(Aufgabe):
Führen Sie die Gerichtsentscheidung zur Wartezeit vor einem Versäumnisurteil im Anschluss an ihren letzten Satz fort.

(Vorgegebener Text):
━━━━━━━━

Leitsatz (amtlich)
Ein Versäumnisurteil darf regelmäßig nicht unmittelbar nach dem Aufruf der Sache ergehen. Vielmehr ist eine gewisse Wartezeit einzuhalten, die üblicherweise 15 Minuten beträgt. Auch wenn es mittlerweile üblich ist, auch kleinere Verspätungen mittels Mobiltelefon anzuzeigen, vermag dies den gewohnheitsrechtlichen Charakter der Wartepflicht nicht zu entkräften.
Verfahrensgang
LG Dessau-Roßlau (Beschluss vom 06.09.2013; Aktenzeichen 2 O 594/12) |
Tenor
Die sofortige Beschwerde der Klägerin gegen den Beschluss der 2. Zivilkammer des LG Dessau-Roßlau vom 6.9.2013 wird mit der Maßgabe zurückgewiesen, dass das Ablehnungsgesuch der Klägerin vom 30.8.2013 als unbegründet abgewiesen wird.
Die Klägerin hat die Kosten des Beschwerdeverfahrens zu tragen.
Der Wert des Beschwerdeverfahrens wird auf 11.842,55 EUR festgesetzt.

━━━━━━━━

(Bereitgestelltes Material):

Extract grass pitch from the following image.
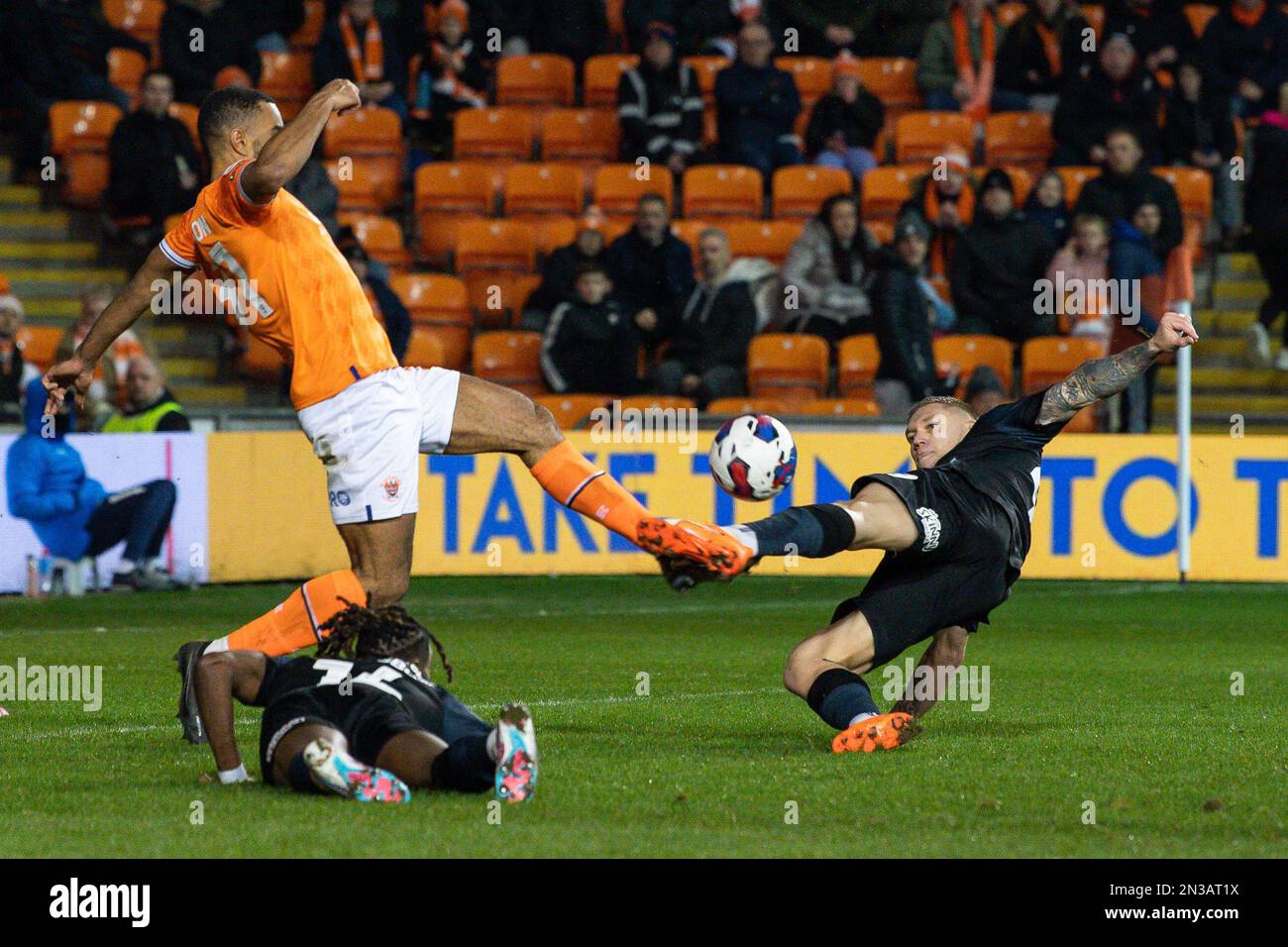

━━━━━━━━

(Schriftliche Antwort):
Gründe
I. Die Klägerin hat vor dem LG Dessau Klage erhoben und begehrt in der Hauptsache die Verurteilung des Beklagten zu 1) zur Zahlung von 11.842,55 EUR und daneben die gesamtschuldnerische Verurteilung des Beklagten zu 2) zur Zahlung von 3.321,83 EUR.
Nach Durchführung des schriftlichen Vorverfahrens war Termin zur mündlichen Verhandlung am 5.7.2013 auf 10.00 Uhr anberaumt. Die Einzelrichterin hat die Klage durch Versäumnisurteil abgewiesen. Im Protokoll der mündlichen Verhandlung vom 5.7.2013 (Bl. 123f d.A.) ist beurkundet, dass der Klägervertreter den Sitzungssaal um 10.04 Uhr betreten, den Erlass des Versäumnisurteils vor Ablauf einer Wartezeit von 15 Minuten beanstandet und zu den Gründen seiner Verspätung ausgeführt hat.
Die Klägerin hat nachfolgend schriftsätzlich die Ansicht vertreten, dass das Versäumnisurteil nicht in gesetzlicher Weise ergangen sei, weil es vor Ablauf einer viertelstündigen Wartefrist nicht habe erlassen werden dürfen. Sie hat ihre Auffassung von der Existenz einer solchen Wartepflicht mit Fundstellen aus Rechtsprechung und Literatur unterlegt. Hinsichtlich der Einzelheiten wird auf den zur Begründung des Einspruchs vorgelegten Schriftsatz der Klägerin vom 16.7.2013 (Bl. 133 ff. d.A.) verwiesen.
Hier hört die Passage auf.